**Assignment**
No line of the records may be dropped; print them all again exactly.

Data entries
——

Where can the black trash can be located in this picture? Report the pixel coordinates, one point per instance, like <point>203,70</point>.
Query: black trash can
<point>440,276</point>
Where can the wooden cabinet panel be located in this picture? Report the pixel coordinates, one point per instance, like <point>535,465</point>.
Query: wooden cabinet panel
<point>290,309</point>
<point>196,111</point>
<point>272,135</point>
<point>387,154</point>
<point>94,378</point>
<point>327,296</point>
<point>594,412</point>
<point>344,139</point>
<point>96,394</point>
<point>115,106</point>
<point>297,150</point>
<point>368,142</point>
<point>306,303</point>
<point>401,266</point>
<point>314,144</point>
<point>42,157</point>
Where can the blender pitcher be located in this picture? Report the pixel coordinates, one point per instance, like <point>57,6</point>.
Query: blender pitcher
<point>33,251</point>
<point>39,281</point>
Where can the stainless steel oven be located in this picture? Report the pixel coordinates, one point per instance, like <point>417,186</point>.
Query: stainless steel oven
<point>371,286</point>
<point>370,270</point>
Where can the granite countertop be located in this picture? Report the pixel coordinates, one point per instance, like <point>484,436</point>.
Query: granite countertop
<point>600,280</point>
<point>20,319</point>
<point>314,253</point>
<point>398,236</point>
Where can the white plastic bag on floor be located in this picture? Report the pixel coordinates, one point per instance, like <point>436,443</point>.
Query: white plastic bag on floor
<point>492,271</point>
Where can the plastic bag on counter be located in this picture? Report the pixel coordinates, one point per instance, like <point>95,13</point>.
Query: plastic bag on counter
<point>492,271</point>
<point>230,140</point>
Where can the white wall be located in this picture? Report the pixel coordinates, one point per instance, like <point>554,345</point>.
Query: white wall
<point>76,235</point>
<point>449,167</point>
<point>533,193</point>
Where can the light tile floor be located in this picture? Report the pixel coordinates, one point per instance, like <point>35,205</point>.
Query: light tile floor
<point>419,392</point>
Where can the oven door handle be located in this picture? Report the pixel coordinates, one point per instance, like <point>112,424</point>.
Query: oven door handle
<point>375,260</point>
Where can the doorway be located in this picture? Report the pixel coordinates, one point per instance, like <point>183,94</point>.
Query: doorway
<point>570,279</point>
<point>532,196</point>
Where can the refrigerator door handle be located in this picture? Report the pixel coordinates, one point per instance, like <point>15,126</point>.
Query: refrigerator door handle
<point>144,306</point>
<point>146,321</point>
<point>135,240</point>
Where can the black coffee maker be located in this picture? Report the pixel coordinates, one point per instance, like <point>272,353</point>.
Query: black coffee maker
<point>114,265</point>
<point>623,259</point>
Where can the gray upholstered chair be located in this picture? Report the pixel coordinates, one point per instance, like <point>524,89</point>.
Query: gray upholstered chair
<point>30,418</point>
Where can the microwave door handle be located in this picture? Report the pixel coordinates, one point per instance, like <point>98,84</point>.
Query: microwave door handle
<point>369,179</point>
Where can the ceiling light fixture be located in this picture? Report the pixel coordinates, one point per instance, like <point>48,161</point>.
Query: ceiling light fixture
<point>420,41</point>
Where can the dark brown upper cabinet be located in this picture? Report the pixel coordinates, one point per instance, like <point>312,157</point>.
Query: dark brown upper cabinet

——

**Output of the exercise**
Where can the black trash can be located in this picture? Report the pixel coordinates, one point per instance, like <point>203,70</point>.
Query: black trash can
<point>440,276</point>
Where can the wooden cabinet panel be located in this picture? Report the pixel coordinates, one point per instance, like <point>535,465</point>.
Query: wooden cabinet panel
<point>290,309</point>
<point>196,111</point>
<point>272,135</point>
<point>387,154</point>
<point>94,378</point>
<point>327,296</point>
<point>594,412</point>
<point>344,139</point>
<point>96,394</point>
<point>115,106</point>
<point>297,150</point>
<point>368,142</point>
<point>306,303</point>
<point>401,266</point>
<point>314,144</point>
<point>42,157</point>
Where can the blender pitcher be located in this picture? Report the pixel coordinates, one point per instance, like <point>57,6</point>.
Query: blender pitcher
<point>33,251</point>
<point>39,281</point>
Where can the stainless steel oven be located in this picture? Report the pixel coordinates, one point per instance, like <point>417,186</point>.
Query: stainless steel oven
<point>371,286</point>
<point>370,270</point>
Where can the granite countertop be located in this picture? Report the pixel coordinates, one point per instance, like <point>484,436</point>.
Query: granite countertop
<point>600,280</point>
<point>20,319</point>
<point>314,253</point>
<point>398,236</point>
Where can the white plastic bag on floor be located in this picture? Report the pixel coordinates, one point per instance, like <point>436,443</point>.
Query: white plastic bag on floor
<point>492,271</point>
Where can the plastic bag on counter be located in this picture? Report the pixel coordinates, one point per instance, like <point>95,13</point>.
Query: plastic bag on counter
<point>492,271</point>
<point>230,140</point>
Where can the white wall be located in this picture? Report the pixel coordinates, one point per instance, like <point>554,345</point>.
Query: white wall
<point>76,235</point>
<point>449,167</point>
<point>533,193</point>
Where can the light tile floor be located in this picture? Report the pixel coordinates, one point per instance, like <point>35,205</point>.
Query: light tile floor
<point>419,392</point>
Where can the oven door handle be located in this picture? Report the pixel coordinates, one point per instance, like <point>112,424</point>.
Query: oven door handle
<point>375,260</point>
Where can the doorway be located in this picture? Report the pixel coordinates, one point per instance, like <point>183,94</point>.
Query: doorway
<point>570,279</point>
<point>532,196</point>
Where can the refrigerator door handle be located in this picture? Report the pixel coordinates, one point per instance, like <point>15,126</point>.
Query: refrigerator door handle
<point>144,306</point>
<point>146,321</point>
<point>135,240</point>
Where can the black coffee maker be located in this picture? Report the pixel coordinates, one point per instance, like <point>272,353</point>.
Query: black coffee maker
<point>114,265</point>
<point>623,259</point>
Where can the gray upholstered chair be located in this picture? Report the pixel coordinates, one point per instance, like <point>524,89</point>.
Query: gray upholstered chair
<point>30,418</point>
Where can the microwave door handle be located in this picture? Report the pixel coordinates, one point per instance, like <point>98,84</point>.
Query: microwave door handle
<point>369,179</point>
Where can the ceiling light fixture be located in this picture? Report the pixel coordinates, one point per instance, like <point>48,161</point>.
Query: ceiling light fixture
<point>420,41</point>
Where can the dark brown upper cabinet be located in this picture? Report the pixel coordinates, one point per instance, like <point>312,157</point>.
Query: dark brown upper cabinet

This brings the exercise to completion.